# [WHAT THE TASK ASKS]
Below are the records. Retype exactly the lines between the lines holding "Task: pick out one point for each instance of the pile" and "Target: pile of brown acorn", inclusive.

# [SOURCE RECORDS]
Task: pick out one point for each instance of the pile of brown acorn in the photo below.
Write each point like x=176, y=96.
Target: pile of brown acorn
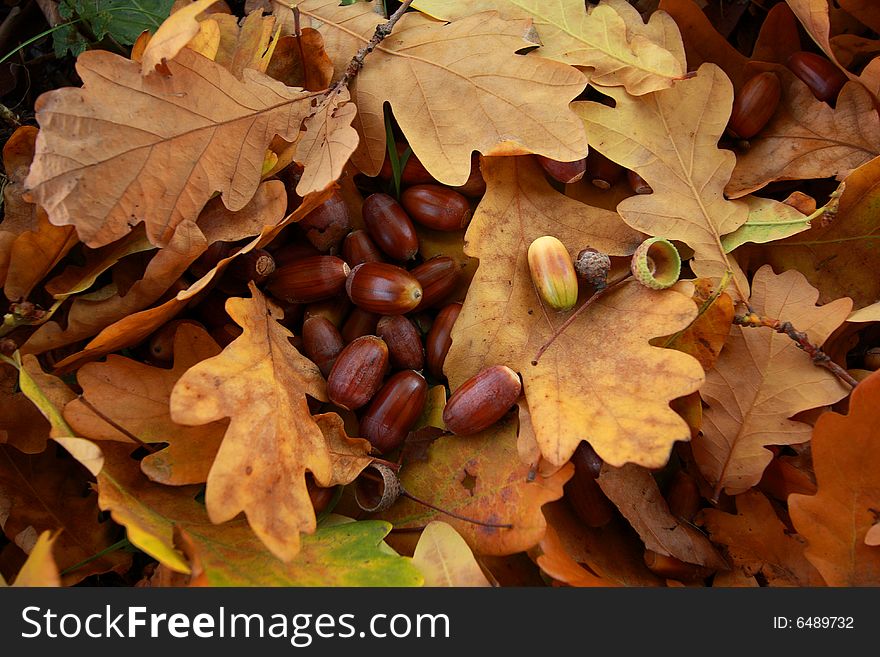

* * *

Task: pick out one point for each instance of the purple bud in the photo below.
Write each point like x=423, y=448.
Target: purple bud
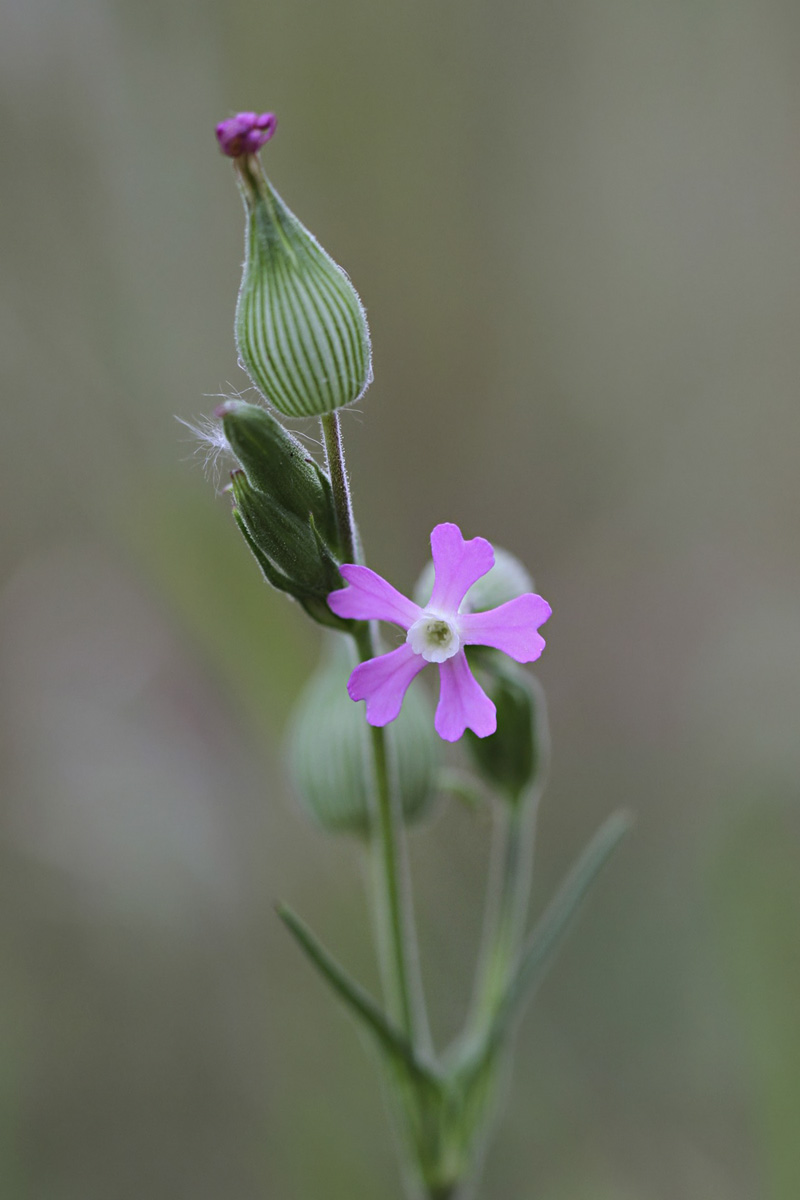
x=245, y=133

==

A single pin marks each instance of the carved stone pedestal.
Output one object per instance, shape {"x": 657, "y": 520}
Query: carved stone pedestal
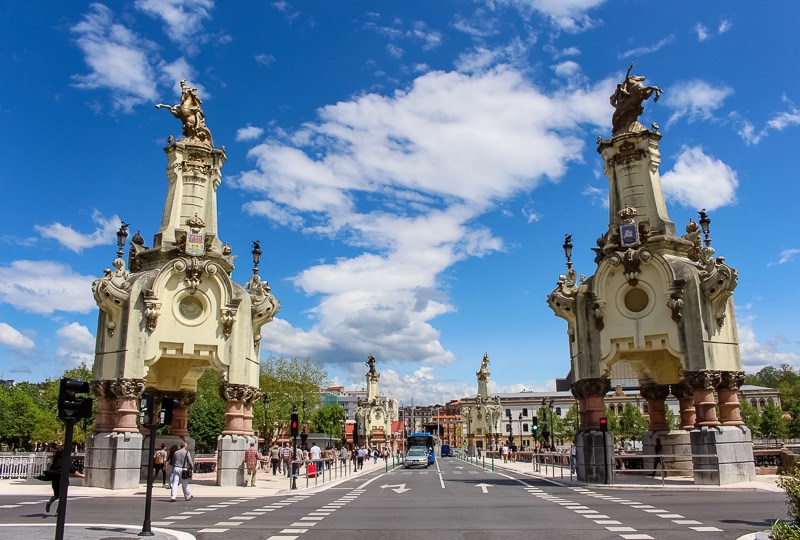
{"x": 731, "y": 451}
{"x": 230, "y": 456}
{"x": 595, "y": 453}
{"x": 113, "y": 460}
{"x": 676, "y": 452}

# [EXERCISE RESULT]
Task: pick out one point for each instance of the pile of brown acorn in the photo below.
Write each point like x=176, y=96.
Target: pile of brown acorn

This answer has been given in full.